#### [SHORT PROBLEM]
Return, word for word, only the lines from the one containing "Guideline: for every instance of the small oval" through the last line of the entries.

#### [PROVIDED ENTRIES]
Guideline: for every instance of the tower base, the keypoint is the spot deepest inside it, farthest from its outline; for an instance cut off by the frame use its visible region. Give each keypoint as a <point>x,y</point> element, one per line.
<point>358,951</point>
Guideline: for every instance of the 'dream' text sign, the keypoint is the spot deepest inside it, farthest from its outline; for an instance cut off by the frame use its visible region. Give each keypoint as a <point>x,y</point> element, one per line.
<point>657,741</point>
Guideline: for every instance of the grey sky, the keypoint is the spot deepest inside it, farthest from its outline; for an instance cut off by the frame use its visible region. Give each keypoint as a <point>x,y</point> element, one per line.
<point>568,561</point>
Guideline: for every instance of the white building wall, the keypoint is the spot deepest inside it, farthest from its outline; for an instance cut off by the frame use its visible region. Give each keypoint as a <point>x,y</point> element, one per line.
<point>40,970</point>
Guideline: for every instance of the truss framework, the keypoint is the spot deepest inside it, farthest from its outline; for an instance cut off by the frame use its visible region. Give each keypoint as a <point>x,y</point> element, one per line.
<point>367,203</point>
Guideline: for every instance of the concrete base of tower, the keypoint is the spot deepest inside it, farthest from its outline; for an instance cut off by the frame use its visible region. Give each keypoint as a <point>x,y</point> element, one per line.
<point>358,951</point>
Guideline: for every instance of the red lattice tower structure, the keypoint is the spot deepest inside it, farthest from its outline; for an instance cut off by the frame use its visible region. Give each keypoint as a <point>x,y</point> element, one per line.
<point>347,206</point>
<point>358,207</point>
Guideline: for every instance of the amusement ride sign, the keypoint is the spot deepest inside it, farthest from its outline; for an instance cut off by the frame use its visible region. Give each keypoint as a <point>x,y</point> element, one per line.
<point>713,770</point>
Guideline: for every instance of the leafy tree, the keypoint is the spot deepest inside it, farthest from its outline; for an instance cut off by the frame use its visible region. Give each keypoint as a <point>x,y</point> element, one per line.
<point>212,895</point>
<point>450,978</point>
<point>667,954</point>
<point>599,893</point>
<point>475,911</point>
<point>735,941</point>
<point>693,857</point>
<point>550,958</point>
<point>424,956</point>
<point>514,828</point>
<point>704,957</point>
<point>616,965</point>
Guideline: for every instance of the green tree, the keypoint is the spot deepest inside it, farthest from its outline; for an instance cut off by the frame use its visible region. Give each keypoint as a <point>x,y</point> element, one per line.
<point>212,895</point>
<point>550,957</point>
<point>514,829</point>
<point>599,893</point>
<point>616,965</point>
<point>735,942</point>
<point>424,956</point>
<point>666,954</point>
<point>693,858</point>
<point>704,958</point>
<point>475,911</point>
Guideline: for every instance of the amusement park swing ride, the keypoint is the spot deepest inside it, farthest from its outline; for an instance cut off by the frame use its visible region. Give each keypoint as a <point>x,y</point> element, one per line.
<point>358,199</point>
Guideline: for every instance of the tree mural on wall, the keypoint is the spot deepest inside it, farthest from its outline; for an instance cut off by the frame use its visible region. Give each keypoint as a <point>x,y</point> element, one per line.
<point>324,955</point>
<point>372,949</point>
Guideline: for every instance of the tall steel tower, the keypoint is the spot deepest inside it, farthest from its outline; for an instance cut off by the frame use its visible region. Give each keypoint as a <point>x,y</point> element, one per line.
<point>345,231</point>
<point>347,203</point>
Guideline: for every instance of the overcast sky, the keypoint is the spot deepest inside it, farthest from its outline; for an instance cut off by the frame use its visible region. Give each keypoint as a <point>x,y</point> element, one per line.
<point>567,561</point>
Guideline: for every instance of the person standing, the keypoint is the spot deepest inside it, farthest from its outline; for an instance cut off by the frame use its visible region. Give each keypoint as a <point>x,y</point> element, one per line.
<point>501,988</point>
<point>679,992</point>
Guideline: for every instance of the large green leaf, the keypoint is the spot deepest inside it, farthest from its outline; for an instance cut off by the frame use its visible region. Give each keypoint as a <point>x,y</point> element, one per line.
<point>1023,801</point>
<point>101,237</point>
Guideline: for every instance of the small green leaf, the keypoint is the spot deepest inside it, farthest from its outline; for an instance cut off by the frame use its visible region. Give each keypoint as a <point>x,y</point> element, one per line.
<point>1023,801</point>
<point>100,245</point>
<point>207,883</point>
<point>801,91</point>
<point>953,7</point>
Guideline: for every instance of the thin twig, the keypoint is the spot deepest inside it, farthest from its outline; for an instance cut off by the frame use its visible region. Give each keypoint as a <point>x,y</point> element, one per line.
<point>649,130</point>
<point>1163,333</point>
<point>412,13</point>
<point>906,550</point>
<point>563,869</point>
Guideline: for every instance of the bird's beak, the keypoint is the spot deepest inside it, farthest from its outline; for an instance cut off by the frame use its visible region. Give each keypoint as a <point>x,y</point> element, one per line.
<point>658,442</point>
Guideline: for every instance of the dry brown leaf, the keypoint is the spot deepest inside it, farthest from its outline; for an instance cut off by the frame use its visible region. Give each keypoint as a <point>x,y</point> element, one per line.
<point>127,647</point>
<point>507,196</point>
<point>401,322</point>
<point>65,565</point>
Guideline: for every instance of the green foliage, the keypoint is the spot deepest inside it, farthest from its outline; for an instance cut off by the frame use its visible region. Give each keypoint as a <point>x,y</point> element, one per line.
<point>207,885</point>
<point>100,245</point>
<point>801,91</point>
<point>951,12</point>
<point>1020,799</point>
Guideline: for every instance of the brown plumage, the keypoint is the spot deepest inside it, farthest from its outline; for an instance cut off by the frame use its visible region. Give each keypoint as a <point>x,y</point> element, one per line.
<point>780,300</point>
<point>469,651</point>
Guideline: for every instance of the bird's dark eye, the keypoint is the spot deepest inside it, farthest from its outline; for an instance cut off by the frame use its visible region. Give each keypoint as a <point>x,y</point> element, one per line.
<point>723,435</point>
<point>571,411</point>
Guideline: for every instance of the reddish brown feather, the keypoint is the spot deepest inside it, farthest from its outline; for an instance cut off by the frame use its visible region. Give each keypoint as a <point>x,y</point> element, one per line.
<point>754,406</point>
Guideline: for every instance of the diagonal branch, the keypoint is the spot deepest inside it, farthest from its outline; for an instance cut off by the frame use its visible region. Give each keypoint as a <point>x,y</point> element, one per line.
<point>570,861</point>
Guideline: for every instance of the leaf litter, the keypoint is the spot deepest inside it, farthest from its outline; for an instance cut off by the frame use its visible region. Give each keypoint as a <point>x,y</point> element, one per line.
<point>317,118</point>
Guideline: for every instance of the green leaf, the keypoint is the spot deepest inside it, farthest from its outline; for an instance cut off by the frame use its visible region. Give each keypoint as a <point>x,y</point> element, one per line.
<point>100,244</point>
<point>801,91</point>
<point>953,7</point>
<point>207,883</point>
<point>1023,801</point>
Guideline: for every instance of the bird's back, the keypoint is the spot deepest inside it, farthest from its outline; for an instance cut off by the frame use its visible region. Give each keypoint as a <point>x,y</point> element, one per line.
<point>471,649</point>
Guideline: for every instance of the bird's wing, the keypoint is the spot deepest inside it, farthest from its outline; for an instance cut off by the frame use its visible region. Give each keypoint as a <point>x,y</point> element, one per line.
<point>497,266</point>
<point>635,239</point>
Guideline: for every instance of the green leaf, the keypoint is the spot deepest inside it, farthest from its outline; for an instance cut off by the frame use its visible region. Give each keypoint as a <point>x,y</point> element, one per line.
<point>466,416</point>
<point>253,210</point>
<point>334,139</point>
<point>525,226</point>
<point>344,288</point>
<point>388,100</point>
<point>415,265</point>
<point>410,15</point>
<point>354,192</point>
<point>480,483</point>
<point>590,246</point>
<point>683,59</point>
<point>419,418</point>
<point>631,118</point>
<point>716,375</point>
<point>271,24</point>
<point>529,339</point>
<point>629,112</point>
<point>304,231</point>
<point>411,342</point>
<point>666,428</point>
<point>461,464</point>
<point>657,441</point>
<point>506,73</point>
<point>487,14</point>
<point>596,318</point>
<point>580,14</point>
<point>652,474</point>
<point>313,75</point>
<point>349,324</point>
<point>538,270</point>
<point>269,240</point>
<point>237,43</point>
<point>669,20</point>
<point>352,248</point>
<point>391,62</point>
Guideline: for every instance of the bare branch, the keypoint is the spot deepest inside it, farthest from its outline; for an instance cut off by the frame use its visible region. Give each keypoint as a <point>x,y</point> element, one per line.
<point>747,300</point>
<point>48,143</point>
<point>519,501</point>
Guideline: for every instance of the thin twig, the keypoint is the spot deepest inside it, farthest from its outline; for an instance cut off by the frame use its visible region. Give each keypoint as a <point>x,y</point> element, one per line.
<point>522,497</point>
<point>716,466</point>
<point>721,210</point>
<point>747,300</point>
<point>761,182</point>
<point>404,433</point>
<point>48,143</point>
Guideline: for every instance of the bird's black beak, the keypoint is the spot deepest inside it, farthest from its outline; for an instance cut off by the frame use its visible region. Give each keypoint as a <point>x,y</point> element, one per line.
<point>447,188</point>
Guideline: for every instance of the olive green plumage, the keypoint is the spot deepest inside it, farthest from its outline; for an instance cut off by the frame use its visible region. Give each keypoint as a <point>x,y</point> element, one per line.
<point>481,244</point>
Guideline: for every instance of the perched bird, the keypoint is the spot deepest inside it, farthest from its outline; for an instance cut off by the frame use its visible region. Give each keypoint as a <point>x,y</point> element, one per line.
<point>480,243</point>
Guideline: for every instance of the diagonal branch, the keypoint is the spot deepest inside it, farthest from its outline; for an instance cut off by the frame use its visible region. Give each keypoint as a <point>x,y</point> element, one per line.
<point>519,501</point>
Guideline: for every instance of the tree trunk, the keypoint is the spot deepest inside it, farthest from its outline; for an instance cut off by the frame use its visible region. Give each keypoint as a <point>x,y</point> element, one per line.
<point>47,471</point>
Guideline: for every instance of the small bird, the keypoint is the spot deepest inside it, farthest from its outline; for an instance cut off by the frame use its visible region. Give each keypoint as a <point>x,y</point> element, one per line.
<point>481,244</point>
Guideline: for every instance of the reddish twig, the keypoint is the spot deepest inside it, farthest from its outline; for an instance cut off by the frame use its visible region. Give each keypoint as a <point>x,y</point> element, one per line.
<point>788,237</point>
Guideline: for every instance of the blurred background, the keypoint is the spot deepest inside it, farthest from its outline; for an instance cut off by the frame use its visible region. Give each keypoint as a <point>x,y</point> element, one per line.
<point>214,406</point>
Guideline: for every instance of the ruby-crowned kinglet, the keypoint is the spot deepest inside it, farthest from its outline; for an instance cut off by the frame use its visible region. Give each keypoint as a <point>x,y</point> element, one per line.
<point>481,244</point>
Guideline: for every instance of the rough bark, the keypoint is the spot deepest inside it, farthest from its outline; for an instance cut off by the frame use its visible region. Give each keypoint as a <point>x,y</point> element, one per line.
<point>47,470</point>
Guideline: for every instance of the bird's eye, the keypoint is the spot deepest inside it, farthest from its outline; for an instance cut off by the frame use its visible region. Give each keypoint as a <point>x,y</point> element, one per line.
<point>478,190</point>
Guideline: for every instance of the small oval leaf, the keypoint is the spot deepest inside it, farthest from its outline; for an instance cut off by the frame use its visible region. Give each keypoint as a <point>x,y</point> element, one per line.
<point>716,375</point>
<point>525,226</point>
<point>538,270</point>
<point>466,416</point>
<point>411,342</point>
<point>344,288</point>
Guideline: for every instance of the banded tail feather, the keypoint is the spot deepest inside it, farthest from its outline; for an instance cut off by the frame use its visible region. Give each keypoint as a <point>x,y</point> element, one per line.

#### [SOLUTION]
Guideline: for every instance of the small oval leaf, the keypoint is the spot deepest inside it, farthest from its outline; for an instance cut off by the frame use its visible region. Give each keypoint as a <point>x,y</point> element, one per line.
<point>716,375</point>
<point>525,226</point>
<point>538,270</point>
<point>466,416</point>
<point>411,342</point>
<point>344,288</point>
Guideline: for every instance of the banded tail feather, the keypoint is the spot deepest inside it, farthest from its outline; for an instance cut off by the frame use its visible region. Give each keypoint as a <point>x,y</point> element, one per line.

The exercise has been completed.